_CHALLENGE_
Format every line of the items below as one numbered list, leaving out the blank lines.

Segmentation data
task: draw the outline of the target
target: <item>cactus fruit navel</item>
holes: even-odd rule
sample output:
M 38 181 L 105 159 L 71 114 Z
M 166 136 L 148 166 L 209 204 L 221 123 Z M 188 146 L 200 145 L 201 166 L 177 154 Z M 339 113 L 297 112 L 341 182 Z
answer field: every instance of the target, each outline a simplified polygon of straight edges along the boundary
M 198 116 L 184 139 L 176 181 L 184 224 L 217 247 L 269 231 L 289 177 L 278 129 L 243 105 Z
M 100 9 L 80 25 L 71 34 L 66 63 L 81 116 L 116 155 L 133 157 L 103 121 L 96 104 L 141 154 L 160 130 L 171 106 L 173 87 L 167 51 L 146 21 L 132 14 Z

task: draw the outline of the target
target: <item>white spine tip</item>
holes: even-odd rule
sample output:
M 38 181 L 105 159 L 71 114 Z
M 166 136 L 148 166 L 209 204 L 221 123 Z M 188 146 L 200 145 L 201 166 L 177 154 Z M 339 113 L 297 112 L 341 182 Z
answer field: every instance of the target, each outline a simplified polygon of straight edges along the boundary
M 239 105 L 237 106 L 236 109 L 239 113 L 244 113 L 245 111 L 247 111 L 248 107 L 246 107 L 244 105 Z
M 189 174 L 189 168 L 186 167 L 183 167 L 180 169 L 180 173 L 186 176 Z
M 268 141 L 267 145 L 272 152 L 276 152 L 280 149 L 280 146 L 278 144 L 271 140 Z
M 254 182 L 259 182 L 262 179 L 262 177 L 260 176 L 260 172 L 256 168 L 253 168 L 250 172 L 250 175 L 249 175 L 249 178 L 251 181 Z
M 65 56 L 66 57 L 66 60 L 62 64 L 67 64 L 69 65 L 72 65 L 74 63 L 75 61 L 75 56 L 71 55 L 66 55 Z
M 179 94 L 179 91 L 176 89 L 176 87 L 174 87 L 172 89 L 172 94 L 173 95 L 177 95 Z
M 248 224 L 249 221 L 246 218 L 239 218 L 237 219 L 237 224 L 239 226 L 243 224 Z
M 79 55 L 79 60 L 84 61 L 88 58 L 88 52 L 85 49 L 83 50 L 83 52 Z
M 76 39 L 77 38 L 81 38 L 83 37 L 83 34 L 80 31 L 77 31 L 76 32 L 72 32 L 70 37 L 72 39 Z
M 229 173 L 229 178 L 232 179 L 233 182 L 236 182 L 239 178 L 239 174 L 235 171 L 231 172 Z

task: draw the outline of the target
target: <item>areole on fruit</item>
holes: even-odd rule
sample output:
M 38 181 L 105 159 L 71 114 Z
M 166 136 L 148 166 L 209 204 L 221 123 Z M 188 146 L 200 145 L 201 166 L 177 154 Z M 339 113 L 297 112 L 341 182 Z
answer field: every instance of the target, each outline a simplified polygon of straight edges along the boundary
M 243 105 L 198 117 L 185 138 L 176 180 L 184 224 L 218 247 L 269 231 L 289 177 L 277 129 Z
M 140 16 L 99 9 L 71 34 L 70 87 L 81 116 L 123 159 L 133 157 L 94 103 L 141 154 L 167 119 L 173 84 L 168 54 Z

_ANSWER TO THIS TASK_
1. task: draw the outline of the target
2. target: <item>cactus fruit navel</item>
3. holes: even-odd rule
4. sample output:
5. M 38 181 L 105 159 L 71 114 Z
6. M 166 136 L 148 166 L 209 204 L 221 123 Z M 188 146 L 200 145 L 201 166 L 177 154 Z M 339 113 L 297 112 L 341 182 Z
7. answer field: every instance of the target, each outline a simplified polygon of straight edges along the boundary
8. M 198 116 L 184 139 L 176 181 L 184 224 L 217 247 L 269 231 L 289 177 L 278 129 L 243 105 Z
9. M 100 9 L 80 25 L 71 34 L 66 63 L 81 116 L 116 155 L 133 157 L 103 121 L 96 104 L 141 154 L 160 130 L 171 106 L 173 87 L 167 51 L 146 21 L 132 14 Z
10. task: draw the outline of the target
11. target: <item>white spine tip</item>
12. holes: even-odd rule
13. sample output:
14. M 38 181 L 105 159 L 71 114 Z
15. M 166 136 L 148 166 L 209 204 L 221 123 Z M 188 146 L 200 145 L 201 166 L 177 154 Z M 339 113 L 297 112 L 341 182 Z
16. answer field: every instance of the target, each outline a simplified polygon of straight edges along the boundary
17. M 239 105 L 237 106 L 236 109 L 239 113 L 244 113 L 245 111 L 247 111 L 248 107 L 246 107 L 244 105 Z
18. M 189 174 L 189 168 L 186 167 L 183 167 L 180 169 L 180 173 L 186 176 Z
19. M 268 141 L 267 145 L 272 152 L 276 152 L 280 149 L 280 146 L 278 144 L 271 140 Z
20. M 254 182 L 259 182 L 262 179 L 262 177 L 260 176 L 260 172 L 256 168 L 253 168 L 250 172 L 250 175 L 249 175 L 249 178 L 251 181 Z
21. M 65 56 L 66 57 L 66 60 L 62 64 L 67 64 L 69 65 L 72 65 L 74 63 L 75 61 L 75 56 L 71 55 L 66 55 Z
22. M 179 94 L 179 91 L 176 89 L 176 87 L 174 87 L 172 89 L 172 94 L 173 95 L 177 95 Z
23. M 248 224 L 249 221 L 246 218 L 239 218 L 237 219 L 237 224 L 239 226 L 243 224 Z
24. M 79 55 L 79 60 L 84 61 L 88 58 L 88 52 L 85 49 L 83 50 L 83 52 Z
25. M 76 39 L 77 38 L 81 38 L 83 37 L 83 34 L 80 31 L 77 31 L 76 32 L 72 32 L 70 37 L 72 39 Z
26. M 229 173 L 229 178 L 232 179 L 233 182 L 236 182 L 239 178 L 239 174 L 235 171 L 231 172 Z
27. task: draw the outline of the target
28. target: <item>areole on fruit</item>
29. holes: even-odd rule
30. sample output:
31. M 38 181 L 105 159 L 71 114 Z
32. M 166 136 L 148 166 L 209 204 L 221 123 Z M 188 146 L 200 145 L 201 166 L 177 154 Z M 339 113 L 297 112 L 341 182 Z
33. answer field: every instance of the target, each outline a simplified polygon of straight edges along the boundary
34. M 243 105 L 198 117 L 185 138 L 176 180 L 184 224 L 218 247 L 269 231 L 289 177 L 277 129 Z
35. M 140 16 L 99 9 L 71 34 L 70 87 L 81 116 L 123 159 L 133 157 L 94 103 L 141 154 L 167 119 L 173 84 L 168 54 Z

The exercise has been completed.